Text:
Czech singer (1947–2025)

Karel Bláha (20 September 1947 – 2 May 2025) was a Czech operetta and musical singer and actor. His vocal field was a lyric tenor.

==Early life and career==
After graduating from the Ostrava and Prague conservatories, despite the ban on active artistic activity of conservatory students, Bláha performed as a singer with the Zdeněk Barták Orchestra during his studies. He began his professional career after winning a singing talent competition in 1967 with a short engagement at the Rokoko Theatre. For the next three decades, Bláha worked as a leading soloist of the Karlín Musical Theatre. His roles included the most famous characters from operettas and musicals: the title role of Jim in Rose Marie, the main character in the operetta Paganini, the main character Su Chong in The Land of Smiles, the main character Bolo in Polish Blood, Eisenstein in Die Fledermaus, Tony in West Side Story, among other characters in the musicals My Fair Lady, Oklahoma!, Rock Musical, Orpheus and Eurydice.

Bláha completed his education at the Accademia Nazionale di Santa Cecilia in Italy. He also toured Austria, Belgium, the Netherlands, Japan, Germany, Israel, the USA, Canada, the United Kingdom, Switzerland and Spain. During his career, he collaborated with top conductors, including Karel Vlach, Milivoj Uzelac, and Gustav Brom.

In the 1960s and 1970s, Bláha made a name for himself with several recordings in the field of popular music (I Buy You a Ribbon, Mozart's Spinet, I Want the Sun, The End of Dancing, Halali, I Like That Corner, I'll Send You a Few Greetings). He also participated in music festivals such as Bratislavská lýra, Děčínská kotva.

==Death==
On 2 May 2025, Bláha died at a retirement home in Prague 4 after prolonged health complications. He was 77.

Task details:
According to the text on Karel Bláha, what was his vocal field?

Dataset records:
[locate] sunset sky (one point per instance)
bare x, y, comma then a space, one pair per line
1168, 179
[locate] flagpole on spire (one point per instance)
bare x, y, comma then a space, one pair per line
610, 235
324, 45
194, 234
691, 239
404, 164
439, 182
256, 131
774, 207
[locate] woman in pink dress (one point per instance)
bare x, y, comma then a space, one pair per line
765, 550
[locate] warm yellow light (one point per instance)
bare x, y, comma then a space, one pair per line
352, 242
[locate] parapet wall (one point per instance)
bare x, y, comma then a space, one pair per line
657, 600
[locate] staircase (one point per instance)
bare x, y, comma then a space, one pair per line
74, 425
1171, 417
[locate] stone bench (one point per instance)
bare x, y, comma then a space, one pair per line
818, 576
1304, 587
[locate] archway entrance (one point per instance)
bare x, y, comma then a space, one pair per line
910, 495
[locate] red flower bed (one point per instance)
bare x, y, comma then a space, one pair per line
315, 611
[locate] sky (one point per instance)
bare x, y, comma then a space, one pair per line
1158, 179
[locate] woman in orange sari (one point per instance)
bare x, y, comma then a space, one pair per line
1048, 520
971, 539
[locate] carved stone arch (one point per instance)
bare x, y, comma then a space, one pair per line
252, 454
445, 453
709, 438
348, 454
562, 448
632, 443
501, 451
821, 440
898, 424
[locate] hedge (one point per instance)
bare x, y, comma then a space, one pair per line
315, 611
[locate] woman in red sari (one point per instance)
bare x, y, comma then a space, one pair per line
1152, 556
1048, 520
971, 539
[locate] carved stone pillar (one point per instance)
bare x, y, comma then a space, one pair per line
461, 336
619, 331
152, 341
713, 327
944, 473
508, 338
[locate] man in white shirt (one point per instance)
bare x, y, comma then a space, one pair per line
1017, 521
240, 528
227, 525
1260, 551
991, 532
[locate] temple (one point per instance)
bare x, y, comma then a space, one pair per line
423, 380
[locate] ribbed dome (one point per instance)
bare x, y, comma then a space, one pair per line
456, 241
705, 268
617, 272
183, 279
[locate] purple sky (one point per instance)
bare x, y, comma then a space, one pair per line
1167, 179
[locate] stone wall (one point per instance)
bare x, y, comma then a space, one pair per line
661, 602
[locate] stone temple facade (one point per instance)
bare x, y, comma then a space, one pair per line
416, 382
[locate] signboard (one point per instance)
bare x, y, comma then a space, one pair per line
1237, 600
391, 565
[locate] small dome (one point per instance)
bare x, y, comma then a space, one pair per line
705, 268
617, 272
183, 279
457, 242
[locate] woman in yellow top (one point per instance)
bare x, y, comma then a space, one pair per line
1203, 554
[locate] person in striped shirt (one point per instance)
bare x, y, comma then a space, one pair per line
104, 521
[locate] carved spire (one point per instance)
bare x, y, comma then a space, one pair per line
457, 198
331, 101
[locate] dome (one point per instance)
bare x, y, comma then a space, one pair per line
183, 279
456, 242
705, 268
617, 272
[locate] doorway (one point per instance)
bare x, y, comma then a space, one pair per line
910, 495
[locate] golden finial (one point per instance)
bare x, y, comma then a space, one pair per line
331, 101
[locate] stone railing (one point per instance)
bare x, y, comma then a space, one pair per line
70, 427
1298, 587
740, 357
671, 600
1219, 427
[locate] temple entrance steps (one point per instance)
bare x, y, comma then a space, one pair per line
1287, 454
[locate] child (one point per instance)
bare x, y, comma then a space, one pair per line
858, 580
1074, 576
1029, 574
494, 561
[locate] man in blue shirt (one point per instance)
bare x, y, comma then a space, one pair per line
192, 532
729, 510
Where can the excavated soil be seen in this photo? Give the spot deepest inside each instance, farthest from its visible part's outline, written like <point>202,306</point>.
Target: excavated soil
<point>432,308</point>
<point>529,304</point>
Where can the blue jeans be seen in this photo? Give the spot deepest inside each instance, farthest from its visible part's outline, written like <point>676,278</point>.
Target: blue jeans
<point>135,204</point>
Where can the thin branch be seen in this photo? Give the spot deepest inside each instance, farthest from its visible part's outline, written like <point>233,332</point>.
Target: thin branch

Answer area:
A lyric tenor.